**TASK PROMPT**
Show me each line of the listing below where the word "cabinet" appears.

────────────────────

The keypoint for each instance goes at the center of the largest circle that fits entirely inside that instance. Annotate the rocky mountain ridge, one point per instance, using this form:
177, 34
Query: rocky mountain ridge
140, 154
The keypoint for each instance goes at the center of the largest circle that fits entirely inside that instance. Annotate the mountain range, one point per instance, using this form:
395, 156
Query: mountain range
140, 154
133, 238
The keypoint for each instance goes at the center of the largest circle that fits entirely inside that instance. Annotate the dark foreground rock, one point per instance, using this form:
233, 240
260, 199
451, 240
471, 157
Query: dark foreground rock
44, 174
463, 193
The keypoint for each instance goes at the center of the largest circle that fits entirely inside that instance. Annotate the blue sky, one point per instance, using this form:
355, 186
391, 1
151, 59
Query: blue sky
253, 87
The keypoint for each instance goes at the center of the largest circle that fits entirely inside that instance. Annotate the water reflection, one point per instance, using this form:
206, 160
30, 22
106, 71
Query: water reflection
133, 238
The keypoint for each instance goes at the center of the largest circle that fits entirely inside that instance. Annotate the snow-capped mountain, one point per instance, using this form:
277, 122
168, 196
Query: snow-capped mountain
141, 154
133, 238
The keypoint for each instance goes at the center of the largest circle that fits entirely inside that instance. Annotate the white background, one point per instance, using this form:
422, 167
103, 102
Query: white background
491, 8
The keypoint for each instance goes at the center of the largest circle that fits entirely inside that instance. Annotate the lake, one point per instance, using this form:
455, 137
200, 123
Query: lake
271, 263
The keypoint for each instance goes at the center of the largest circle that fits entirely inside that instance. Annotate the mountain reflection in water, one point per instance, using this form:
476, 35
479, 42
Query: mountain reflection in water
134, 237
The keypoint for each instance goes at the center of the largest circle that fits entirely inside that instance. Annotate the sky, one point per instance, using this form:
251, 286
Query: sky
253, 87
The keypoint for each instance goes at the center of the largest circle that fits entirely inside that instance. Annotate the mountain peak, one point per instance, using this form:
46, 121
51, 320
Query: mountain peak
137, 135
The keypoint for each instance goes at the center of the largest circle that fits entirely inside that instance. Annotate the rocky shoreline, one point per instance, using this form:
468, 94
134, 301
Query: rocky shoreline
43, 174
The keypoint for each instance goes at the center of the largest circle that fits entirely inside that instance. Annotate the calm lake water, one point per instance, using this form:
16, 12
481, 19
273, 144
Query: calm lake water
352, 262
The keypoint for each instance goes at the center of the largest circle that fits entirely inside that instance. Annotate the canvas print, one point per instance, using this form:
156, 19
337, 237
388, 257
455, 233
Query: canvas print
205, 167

────────────────────

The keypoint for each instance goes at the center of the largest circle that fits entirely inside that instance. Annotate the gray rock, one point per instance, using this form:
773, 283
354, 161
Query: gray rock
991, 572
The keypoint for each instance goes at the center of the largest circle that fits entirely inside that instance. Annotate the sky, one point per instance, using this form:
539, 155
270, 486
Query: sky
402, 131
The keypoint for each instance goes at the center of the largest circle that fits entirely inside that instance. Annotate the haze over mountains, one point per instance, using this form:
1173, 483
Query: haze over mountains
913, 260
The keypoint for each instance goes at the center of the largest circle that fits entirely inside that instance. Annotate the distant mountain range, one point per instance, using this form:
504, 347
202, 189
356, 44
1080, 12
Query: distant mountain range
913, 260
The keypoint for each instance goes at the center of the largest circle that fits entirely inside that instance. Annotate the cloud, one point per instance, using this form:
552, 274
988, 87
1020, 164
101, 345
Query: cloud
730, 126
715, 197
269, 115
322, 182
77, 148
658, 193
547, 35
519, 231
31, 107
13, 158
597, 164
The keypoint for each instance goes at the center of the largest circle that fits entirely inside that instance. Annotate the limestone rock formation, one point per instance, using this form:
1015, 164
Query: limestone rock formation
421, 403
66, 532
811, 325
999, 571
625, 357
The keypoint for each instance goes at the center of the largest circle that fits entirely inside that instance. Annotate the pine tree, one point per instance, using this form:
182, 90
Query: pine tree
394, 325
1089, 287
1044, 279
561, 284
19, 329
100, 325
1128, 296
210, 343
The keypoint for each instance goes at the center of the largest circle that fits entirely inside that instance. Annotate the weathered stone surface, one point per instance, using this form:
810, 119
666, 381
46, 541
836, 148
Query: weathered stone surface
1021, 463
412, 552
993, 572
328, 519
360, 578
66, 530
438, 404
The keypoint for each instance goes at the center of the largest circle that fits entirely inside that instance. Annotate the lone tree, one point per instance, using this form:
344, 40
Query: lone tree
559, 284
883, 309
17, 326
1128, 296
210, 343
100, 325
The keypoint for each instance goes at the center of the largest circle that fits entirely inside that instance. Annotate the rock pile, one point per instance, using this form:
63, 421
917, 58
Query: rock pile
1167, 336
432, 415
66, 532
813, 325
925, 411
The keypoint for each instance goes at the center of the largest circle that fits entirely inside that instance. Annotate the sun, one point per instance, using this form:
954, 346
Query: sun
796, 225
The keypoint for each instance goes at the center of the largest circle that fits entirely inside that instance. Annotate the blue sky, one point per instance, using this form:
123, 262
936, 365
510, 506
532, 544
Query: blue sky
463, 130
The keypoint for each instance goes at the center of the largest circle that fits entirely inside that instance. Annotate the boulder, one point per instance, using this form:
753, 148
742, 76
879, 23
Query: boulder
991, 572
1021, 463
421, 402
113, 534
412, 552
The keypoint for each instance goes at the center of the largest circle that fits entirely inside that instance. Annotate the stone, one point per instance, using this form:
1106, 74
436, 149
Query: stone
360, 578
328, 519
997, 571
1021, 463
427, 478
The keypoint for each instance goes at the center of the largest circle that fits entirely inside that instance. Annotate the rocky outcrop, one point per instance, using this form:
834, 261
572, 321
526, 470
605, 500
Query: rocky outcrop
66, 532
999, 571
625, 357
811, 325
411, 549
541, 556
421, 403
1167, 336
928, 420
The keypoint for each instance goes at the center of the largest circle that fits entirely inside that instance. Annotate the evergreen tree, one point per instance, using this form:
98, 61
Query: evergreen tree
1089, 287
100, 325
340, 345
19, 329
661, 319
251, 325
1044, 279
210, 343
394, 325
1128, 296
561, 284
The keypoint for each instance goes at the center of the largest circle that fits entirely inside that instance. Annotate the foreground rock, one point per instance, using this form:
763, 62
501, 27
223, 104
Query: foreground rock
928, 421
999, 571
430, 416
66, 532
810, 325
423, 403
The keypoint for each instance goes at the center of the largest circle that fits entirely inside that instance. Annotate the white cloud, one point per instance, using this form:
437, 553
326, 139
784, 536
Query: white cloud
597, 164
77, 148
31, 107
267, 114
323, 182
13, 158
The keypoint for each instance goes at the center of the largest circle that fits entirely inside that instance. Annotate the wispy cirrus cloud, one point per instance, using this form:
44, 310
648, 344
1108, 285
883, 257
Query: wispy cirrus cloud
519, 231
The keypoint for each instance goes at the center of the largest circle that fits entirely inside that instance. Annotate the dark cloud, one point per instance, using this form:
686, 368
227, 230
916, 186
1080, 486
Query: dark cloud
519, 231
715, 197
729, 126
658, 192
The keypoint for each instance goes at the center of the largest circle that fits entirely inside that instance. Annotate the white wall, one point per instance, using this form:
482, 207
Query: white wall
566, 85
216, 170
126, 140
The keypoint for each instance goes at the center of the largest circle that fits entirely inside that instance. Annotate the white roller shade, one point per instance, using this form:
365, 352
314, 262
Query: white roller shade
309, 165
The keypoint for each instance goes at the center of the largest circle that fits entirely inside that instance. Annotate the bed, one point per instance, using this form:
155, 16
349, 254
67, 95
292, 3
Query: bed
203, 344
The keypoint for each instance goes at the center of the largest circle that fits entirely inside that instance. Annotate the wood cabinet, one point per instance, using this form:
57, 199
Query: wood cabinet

────────────────────

**RESPONSE BOX**
The keypoint for each instance goes at the center of the largest circle that fits entirely inside that instance. Annotate the wood cabinet, one point per instance, using this form:
Query: wood cabinet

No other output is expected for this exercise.